# Task
Exact copies of all the lines below are required.
*** Block opens ***
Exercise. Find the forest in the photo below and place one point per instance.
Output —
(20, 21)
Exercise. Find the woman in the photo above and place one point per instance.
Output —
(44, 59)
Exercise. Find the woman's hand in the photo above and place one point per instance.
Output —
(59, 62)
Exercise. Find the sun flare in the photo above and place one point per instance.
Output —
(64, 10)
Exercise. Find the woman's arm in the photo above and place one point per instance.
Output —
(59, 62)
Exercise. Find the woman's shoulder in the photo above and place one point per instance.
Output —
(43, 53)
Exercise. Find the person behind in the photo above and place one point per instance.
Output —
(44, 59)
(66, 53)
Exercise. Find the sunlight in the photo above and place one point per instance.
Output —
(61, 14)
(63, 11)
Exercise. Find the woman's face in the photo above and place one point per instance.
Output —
*** Block closes ***
# Finished task
Exercise. Find the forest in the photo below and place one point per instance.
Output —
(20, 21)
Exercise. Find the woman in the photo above and place one point per instance.
Output —
(44, 59)
Exercise. Find the woman's hand in the photo above and place one point per instance.
Output —
(59, 62)
Exercise. Find the sun flare in the photo above and place one point per instance.
Output —
(64, 10)
Exercise. Find the woman's arm in the photo above and place one point per instance.
Output —
(59, 62)
Exercise. Find the woman's shoulder in the photo above and place one point per instance.
Output —
(43, 53)
Exercise. Find the person behind in the photo above and place one point per instance.
Output —
(44, 59)
(66, 53)
Exercise. Find the sunlight in the photo above and place one point per instance.
Output —
(61, 14)
(63, 11)
Exercise. Find the woman's face in the photo above and place one point per instance.
Output —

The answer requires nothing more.